**Exercise instructions**
State how many lines in the rows below contain the string "streetcar", with case counting. Reply with the number alone.

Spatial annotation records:

[Begin]

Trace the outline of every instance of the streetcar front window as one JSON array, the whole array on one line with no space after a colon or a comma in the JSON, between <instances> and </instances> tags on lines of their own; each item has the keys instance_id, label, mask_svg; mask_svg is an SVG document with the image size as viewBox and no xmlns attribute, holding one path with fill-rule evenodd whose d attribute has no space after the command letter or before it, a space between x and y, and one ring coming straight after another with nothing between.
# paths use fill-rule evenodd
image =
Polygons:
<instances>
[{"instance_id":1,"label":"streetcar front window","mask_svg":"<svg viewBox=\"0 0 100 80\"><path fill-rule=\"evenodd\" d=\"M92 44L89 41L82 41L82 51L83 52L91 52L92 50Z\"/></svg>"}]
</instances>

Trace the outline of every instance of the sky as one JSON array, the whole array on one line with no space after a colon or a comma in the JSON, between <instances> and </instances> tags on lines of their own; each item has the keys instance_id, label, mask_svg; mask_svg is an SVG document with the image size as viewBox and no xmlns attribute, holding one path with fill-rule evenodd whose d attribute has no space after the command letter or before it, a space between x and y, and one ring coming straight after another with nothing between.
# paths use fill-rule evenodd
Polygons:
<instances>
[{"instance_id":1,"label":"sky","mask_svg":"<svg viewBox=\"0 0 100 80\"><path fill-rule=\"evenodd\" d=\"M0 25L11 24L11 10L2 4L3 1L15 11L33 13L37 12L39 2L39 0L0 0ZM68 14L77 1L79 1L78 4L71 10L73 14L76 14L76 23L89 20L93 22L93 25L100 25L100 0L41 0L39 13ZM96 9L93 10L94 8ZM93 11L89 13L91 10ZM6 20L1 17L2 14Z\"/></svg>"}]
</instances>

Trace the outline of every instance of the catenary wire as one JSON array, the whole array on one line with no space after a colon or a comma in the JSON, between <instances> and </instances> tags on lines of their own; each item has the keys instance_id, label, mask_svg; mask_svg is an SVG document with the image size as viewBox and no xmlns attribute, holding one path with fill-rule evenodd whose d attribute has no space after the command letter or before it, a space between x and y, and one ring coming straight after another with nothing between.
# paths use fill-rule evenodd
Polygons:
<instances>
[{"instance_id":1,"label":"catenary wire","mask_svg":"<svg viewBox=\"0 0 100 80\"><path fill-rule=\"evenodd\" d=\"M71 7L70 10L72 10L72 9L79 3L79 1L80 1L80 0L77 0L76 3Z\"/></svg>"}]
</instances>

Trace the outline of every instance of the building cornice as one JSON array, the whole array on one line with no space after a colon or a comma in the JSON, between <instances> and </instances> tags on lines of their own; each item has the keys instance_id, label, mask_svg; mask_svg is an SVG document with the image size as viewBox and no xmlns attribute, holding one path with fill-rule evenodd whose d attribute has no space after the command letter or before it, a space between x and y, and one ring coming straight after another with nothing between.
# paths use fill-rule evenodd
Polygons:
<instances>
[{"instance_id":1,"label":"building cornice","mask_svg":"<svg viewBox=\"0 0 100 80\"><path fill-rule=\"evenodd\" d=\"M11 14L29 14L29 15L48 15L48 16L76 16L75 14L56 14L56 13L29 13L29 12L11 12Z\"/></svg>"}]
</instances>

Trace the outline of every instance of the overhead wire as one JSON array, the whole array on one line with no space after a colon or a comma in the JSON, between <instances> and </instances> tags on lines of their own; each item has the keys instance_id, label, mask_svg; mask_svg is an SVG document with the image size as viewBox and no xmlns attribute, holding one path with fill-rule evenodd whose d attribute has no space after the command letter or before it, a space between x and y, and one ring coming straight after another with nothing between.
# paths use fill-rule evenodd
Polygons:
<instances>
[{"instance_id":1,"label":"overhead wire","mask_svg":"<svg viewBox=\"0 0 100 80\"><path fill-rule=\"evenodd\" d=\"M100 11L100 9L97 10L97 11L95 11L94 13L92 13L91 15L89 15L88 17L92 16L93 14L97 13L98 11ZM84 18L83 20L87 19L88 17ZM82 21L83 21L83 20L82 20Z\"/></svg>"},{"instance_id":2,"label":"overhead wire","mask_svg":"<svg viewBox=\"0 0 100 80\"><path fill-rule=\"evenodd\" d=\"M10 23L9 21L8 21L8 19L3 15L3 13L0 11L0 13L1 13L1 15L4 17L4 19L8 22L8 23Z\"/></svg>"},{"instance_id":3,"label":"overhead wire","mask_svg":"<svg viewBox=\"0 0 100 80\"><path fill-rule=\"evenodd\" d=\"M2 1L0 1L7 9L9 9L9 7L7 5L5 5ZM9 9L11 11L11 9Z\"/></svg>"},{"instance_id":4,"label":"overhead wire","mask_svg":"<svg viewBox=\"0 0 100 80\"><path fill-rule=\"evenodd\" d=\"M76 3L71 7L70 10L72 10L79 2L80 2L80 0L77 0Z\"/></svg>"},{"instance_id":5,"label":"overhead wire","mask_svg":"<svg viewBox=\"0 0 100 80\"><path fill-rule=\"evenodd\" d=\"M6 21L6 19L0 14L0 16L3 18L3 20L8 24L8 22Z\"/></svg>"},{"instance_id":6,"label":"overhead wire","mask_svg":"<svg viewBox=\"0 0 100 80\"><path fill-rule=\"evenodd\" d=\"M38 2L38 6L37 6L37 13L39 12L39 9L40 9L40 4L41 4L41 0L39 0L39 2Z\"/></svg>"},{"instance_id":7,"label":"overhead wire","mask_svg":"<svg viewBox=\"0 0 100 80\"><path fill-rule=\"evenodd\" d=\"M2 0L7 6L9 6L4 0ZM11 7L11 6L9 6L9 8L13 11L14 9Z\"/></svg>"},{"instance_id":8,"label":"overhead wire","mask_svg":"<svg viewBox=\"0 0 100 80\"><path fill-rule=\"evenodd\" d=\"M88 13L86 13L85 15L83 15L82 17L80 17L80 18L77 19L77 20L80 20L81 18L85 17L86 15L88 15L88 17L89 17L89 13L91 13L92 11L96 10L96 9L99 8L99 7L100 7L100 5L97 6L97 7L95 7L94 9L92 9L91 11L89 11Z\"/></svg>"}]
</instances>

[End]
[Begin]

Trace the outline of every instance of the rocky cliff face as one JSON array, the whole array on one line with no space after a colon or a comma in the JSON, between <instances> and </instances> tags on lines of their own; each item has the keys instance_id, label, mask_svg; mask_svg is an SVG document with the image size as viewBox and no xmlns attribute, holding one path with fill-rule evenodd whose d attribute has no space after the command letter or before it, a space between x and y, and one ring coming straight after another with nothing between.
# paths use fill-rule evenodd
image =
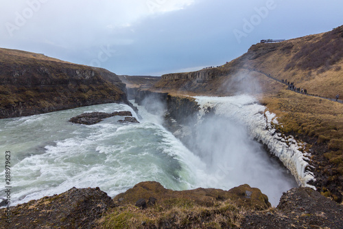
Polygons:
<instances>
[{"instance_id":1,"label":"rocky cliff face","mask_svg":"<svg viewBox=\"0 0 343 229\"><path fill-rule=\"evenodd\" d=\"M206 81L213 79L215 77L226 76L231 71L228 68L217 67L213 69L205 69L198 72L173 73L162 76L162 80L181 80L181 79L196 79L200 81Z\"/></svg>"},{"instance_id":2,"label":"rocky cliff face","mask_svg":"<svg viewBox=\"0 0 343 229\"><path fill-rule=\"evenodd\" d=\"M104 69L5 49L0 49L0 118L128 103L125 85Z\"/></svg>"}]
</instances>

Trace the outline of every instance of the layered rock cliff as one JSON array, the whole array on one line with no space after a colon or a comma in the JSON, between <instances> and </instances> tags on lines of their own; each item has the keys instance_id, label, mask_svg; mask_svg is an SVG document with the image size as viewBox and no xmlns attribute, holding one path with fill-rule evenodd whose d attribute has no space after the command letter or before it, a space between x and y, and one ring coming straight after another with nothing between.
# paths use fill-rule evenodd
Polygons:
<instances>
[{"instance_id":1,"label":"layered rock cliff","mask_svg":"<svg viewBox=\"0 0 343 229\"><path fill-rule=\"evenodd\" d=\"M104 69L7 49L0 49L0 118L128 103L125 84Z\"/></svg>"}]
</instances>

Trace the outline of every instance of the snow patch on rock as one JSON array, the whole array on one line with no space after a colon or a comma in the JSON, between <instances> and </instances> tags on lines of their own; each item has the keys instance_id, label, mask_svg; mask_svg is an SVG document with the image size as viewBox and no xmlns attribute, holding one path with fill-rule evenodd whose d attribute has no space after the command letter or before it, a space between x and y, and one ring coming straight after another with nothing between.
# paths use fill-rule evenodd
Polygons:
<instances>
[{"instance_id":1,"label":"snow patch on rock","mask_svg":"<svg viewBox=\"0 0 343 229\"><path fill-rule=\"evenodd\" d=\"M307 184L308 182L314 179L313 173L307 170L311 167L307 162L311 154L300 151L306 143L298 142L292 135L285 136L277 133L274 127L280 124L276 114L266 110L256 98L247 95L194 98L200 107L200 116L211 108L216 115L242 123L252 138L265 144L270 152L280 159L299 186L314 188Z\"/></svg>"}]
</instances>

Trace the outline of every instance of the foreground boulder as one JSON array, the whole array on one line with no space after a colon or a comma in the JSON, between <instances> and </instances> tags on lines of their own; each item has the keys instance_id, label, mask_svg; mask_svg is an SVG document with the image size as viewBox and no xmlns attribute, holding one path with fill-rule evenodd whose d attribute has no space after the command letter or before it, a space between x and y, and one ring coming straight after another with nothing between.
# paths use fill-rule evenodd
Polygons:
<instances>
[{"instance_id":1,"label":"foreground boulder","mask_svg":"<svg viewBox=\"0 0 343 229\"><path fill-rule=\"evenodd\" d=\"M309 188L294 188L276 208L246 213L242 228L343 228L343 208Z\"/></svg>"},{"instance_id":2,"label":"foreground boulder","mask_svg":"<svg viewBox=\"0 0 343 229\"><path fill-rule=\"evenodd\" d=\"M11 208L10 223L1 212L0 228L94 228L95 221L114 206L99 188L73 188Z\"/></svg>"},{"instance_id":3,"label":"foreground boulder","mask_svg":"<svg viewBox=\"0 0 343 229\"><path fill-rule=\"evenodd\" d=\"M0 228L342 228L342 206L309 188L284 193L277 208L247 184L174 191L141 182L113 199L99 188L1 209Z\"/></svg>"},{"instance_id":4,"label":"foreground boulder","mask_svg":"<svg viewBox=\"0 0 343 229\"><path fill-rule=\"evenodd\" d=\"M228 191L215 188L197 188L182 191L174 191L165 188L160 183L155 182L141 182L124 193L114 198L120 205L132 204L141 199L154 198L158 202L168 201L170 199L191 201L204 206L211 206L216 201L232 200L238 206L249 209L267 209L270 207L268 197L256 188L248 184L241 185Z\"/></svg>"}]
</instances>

[End]
[Begin]

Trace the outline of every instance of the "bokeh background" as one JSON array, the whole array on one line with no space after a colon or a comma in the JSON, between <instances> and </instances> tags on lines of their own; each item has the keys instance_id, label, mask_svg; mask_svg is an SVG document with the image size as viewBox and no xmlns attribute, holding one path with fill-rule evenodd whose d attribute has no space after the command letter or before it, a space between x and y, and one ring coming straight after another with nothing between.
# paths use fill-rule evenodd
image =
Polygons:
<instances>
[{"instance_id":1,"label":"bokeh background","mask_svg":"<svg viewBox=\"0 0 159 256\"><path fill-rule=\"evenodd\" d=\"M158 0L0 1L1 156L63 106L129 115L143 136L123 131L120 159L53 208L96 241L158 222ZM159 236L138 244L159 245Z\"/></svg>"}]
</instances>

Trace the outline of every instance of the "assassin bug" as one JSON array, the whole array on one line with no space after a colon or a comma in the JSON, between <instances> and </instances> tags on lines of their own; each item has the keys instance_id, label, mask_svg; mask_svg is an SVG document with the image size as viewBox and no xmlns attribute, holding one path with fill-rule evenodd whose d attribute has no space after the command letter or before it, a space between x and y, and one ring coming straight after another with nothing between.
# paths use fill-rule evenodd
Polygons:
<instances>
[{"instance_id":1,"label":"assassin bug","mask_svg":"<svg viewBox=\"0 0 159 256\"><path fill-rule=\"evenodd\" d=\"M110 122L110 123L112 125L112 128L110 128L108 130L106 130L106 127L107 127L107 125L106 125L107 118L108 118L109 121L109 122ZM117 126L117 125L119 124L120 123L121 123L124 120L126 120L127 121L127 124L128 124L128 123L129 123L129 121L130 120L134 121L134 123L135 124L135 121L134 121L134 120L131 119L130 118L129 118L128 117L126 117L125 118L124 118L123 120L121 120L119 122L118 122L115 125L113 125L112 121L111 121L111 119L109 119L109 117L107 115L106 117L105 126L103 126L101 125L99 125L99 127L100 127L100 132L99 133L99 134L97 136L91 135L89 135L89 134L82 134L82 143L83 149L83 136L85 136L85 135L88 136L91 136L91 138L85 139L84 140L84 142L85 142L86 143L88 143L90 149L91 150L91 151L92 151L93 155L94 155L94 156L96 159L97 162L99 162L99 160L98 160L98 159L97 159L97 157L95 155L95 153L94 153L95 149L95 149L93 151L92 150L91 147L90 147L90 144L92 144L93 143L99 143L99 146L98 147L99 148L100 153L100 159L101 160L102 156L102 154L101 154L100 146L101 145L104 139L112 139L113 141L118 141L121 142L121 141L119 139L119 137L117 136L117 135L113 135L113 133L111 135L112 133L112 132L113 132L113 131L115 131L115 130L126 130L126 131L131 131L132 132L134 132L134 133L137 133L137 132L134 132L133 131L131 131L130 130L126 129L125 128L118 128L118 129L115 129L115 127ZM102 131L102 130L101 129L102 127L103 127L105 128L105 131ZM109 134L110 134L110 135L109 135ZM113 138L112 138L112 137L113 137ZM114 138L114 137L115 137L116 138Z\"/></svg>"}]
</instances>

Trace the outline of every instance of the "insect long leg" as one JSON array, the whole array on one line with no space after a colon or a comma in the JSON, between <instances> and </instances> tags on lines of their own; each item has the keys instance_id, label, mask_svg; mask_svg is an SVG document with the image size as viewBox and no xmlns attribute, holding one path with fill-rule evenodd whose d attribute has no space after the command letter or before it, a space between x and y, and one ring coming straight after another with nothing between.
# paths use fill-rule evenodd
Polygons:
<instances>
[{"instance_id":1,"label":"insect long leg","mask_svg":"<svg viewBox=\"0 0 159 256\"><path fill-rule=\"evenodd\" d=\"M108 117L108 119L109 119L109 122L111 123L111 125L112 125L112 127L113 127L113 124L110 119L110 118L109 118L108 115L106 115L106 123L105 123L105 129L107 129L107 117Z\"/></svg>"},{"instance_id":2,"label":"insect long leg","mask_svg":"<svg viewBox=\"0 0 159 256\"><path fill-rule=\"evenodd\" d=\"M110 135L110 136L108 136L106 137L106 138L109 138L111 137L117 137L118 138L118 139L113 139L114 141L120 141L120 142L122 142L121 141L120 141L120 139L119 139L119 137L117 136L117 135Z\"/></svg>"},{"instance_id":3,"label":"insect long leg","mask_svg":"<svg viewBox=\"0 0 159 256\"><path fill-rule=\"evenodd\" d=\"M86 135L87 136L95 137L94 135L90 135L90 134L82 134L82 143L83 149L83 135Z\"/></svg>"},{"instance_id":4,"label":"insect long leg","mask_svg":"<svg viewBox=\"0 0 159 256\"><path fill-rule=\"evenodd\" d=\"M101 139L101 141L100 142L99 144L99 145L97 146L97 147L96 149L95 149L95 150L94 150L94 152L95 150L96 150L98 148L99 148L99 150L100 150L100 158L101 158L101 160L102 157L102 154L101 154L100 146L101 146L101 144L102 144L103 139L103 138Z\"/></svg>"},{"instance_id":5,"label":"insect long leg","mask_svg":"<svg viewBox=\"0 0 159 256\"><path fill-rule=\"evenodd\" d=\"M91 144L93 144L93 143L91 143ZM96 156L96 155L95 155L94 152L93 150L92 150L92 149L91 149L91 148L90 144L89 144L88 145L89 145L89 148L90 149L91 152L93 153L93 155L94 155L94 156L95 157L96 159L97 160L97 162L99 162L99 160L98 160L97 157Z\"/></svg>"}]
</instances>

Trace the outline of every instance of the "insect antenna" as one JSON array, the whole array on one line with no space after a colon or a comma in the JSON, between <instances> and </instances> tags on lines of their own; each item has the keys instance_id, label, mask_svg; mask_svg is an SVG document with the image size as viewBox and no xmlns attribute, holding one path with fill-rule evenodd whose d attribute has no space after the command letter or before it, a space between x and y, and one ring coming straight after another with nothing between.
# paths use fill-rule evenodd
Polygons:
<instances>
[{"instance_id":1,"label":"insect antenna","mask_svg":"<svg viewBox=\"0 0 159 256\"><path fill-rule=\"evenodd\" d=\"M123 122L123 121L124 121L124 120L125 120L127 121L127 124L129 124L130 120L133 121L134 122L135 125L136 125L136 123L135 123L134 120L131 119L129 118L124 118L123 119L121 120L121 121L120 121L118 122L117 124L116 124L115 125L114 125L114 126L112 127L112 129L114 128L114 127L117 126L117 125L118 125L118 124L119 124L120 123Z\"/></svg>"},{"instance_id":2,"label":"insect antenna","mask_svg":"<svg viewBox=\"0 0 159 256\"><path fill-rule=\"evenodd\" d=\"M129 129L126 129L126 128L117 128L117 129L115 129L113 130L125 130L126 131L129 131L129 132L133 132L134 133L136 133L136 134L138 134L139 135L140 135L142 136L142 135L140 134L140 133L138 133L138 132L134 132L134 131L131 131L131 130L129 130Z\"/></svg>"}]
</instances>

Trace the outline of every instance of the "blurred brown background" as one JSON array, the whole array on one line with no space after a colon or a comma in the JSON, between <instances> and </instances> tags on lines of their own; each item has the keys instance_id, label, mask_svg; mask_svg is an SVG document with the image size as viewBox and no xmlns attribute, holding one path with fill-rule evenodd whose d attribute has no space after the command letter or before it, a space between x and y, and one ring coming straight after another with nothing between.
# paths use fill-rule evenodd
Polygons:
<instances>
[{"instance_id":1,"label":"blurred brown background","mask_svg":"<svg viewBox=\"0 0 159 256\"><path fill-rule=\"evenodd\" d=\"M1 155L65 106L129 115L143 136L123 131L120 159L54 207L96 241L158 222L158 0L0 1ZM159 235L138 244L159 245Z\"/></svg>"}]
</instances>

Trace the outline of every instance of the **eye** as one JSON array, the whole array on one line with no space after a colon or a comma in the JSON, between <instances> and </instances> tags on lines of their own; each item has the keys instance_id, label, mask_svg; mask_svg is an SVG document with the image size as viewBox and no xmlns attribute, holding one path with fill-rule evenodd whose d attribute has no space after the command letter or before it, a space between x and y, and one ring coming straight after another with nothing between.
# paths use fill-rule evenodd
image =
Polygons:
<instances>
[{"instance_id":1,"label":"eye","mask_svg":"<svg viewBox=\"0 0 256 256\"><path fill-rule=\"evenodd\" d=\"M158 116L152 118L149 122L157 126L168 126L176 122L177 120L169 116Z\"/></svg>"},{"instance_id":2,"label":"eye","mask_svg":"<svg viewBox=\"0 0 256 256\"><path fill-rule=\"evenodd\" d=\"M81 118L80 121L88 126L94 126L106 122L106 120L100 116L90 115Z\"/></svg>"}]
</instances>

[End]

**Exercise answer**
2